--- GOAL ---
Count how many lines in the listing below contain the string "hedge", treating uppercase and lowercase as different. Reply with the number alone.

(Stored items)
--------------------------------

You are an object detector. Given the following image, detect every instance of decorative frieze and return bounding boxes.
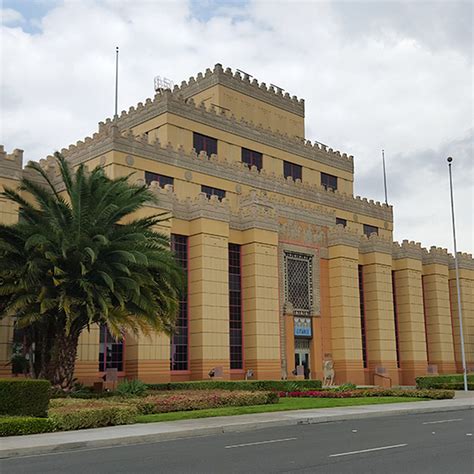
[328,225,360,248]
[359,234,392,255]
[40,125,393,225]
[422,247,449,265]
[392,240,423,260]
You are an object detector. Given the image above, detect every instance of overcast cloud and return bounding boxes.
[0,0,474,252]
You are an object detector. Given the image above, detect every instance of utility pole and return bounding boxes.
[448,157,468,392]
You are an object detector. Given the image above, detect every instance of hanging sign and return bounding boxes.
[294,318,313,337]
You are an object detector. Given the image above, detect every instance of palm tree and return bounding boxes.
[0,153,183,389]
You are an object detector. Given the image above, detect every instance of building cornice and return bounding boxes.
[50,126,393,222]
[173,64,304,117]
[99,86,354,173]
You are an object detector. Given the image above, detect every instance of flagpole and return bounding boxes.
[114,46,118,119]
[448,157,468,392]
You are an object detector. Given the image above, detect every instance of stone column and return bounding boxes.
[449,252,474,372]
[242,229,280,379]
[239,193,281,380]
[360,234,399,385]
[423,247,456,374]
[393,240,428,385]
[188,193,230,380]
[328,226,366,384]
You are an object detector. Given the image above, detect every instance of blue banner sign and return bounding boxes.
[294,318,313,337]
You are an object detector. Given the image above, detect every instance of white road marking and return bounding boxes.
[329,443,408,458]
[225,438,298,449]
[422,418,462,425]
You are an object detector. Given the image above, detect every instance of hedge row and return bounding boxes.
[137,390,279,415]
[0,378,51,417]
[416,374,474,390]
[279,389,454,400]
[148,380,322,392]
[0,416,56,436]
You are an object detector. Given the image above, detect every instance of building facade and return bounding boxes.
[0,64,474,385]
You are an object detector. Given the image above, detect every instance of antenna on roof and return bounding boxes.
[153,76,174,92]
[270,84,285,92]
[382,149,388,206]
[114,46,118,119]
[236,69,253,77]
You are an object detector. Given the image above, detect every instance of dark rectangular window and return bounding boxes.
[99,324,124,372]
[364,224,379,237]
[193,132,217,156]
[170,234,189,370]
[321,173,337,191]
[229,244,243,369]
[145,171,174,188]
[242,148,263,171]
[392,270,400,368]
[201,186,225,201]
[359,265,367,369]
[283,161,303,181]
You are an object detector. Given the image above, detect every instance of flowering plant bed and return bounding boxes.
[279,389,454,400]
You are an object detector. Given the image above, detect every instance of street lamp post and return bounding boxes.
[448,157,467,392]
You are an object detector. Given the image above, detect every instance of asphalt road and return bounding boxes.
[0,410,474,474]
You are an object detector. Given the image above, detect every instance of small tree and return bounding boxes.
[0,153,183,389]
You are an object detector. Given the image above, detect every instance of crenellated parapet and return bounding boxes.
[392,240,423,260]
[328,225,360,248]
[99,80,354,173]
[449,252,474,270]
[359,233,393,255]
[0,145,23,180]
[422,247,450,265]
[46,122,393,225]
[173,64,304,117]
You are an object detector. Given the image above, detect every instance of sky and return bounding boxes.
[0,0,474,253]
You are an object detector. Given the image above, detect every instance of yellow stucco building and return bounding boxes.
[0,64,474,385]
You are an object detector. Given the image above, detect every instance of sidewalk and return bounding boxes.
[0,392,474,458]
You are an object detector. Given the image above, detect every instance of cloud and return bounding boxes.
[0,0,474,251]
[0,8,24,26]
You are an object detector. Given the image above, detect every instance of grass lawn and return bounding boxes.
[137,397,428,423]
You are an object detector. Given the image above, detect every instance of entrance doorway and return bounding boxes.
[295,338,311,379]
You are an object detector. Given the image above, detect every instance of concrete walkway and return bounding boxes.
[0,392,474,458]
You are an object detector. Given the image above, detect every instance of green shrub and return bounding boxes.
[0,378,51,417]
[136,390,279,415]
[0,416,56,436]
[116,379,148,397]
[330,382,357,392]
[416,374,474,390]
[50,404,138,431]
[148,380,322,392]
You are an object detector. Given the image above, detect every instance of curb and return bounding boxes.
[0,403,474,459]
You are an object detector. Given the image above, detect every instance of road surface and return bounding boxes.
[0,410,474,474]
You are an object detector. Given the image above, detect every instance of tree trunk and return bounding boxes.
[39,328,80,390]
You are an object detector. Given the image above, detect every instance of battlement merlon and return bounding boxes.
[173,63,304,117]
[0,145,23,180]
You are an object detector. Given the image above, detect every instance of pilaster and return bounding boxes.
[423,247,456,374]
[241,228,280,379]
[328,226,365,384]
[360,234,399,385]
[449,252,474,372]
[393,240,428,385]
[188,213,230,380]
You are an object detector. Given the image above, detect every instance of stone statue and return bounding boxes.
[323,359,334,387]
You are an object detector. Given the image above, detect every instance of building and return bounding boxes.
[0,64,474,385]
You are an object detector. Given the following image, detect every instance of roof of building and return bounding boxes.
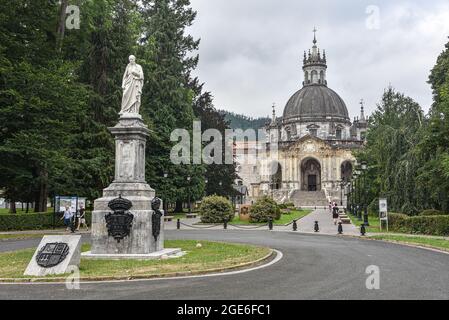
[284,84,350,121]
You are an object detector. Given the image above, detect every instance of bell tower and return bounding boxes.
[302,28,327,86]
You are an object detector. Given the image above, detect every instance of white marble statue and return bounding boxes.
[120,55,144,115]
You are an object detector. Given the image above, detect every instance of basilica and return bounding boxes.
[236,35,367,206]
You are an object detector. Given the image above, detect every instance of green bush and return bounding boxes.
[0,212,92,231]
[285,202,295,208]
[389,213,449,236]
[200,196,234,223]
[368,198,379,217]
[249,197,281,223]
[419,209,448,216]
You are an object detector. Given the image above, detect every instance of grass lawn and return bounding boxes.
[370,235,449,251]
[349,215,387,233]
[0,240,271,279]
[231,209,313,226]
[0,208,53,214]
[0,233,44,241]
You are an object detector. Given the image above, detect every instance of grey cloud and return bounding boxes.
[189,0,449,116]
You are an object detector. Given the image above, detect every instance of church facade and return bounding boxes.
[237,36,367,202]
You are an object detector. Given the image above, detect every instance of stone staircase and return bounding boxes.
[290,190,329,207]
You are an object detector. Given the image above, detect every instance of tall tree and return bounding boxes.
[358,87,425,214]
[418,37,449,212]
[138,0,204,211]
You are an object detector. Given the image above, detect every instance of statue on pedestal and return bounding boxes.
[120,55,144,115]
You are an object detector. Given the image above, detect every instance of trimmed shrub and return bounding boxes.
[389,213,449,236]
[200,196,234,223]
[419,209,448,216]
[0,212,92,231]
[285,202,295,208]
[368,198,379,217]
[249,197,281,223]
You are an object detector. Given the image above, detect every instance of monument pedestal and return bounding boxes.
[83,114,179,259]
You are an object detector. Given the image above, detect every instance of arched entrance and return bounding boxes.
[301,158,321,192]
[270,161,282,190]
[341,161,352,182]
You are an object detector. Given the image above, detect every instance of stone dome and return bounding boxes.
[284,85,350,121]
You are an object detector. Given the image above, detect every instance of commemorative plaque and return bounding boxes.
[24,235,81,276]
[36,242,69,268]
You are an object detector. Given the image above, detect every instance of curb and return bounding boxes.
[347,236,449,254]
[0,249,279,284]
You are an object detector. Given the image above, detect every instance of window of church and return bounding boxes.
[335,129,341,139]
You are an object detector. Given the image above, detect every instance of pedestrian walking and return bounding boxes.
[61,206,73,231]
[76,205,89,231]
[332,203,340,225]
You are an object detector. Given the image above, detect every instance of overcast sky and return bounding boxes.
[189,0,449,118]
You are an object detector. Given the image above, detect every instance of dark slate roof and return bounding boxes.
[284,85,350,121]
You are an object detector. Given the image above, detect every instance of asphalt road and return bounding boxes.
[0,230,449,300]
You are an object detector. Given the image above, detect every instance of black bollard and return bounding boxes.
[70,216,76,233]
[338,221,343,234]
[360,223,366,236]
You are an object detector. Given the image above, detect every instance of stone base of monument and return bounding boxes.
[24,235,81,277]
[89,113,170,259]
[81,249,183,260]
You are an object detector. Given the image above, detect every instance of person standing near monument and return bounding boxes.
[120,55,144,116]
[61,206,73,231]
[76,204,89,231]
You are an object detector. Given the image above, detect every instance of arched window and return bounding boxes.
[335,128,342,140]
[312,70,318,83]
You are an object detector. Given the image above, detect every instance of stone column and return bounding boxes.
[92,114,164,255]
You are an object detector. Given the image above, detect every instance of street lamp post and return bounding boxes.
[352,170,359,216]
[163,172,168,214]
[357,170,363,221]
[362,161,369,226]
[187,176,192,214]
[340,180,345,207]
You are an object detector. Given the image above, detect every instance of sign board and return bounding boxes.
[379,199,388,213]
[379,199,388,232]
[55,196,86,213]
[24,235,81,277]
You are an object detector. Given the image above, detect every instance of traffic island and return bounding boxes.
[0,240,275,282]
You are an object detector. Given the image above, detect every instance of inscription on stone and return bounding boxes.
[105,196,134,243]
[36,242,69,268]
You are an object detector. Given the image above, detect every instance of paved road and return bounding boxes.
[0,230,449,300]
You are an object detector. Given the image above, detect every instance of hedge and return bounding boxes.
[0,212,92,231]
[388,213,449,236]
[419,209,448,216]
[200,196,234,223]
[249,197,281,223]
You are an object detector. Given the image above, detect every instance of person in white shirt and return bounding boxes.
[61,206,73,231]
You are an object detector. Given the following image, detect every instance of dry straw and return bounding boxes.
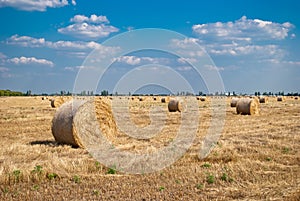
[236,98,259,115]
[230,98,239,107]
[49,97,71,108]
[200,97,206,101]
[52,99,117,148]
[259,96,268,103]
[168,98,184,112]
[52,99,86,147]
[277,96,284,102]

--------------------------------

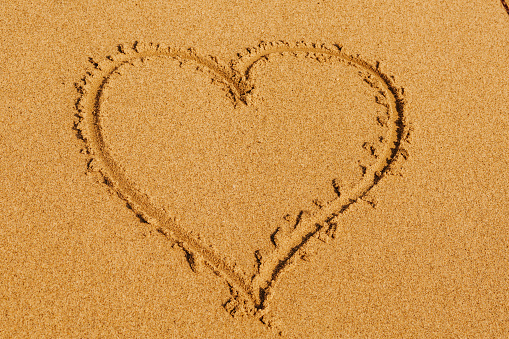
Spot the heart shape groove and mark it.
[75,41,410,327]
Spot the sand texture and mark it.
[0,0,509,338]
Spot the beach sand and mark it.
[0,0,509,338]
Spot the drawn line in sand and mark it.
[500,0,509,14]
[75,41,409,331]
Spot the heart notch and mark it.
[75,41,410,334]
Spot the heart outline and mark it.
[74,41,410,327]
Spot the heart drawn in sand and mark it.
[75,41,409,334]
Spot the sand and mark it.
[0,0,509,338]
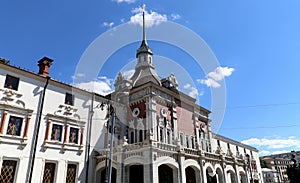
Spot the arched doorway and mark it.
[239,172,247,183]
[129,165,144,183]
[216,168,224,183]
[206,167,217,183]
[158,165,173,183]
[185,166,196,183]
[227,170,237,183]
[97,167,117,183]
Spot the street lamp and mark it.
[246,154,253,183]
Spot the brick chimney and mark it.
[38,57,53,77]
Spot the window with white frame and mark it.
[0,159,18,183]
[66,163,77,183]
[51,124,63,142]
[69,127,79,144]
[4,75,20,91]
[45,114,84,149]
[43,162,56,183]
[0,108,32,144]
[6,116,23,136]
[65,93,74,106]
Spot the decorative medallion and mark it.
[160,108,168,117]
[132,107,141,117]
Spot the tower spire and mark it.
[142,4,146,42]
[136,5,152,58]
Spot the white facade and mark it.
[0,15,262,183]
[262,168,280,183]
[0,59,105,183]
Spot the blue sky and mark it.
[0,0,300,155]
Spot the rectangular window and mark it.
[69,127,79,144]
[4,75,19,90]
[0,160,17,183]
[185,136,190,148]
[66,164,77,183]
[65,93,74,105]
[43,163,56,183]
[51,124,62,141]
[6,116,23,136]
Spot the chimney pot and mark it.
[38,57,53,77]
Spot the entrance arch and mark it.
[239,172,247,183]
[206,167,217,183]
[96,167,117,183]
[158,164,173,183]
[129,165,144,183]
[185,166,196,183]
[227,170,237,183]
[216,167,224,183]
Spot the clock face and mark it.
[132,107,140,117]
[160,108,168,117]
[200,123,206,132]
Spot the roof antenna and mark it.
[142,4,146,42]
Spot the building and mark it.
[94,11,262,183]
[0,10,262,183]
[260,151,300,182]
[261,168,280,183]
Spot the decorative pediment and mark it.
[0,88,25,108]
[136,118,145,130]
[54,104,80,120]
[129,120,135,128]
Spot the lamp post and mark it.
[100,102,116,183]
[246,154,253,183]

--------------------------------

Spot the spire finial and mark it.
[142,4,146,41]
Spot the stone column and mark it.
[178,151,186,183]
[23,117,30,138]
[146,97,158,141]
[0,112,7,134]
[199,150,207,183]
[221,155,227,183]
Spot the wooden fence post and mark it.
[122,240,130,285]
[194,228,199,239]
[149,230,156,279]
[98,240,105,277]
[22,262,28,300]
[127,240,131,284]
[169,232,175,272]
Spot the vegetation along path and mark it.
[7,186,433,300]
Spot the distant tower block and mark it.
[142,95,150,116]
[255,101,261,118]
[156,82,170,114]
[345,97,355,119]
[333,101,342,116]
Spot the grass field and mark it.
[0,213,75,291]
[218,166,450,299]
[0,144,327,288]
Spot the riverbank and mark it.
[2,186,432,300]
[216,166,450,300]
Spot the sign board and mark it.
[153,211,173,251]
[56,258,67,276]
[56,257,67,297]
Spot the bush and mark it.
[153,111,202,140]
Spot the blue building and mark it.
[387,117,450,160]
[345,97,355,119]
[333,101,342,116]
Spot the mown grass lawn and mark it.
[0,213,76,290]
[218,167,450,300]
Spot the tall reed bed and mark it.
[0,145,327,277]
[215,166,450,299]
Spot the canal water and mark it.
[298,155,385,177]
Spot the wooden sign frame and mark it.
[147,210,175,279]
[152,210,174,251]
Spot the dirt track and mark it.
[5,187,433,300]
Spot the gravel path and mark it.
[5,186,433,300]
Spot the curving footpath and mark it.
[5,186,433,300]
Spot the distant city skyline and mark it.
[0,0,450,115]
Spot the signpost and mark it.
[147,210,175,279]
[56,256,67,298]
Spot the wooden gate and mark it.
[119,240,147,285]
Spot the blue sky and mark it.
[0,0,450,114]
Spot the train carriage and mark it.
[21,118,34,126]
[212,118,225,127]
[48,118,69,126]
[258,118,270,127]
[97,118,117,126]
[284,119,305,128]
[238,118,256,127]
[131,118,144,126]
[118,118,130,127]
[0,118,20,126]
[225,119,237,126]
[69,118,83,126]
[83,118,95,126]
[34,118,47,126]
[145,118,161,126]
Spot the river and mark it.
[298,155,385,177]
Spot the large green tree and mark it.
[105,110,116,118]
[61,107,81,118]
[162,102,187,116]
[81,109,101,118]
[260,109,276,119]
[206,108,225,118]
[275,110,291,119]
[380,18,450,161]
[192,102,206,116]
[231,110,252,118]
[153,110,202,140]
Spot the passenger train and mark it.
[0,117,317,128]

--------------------------------

--- RESPONSE BELOW ---
2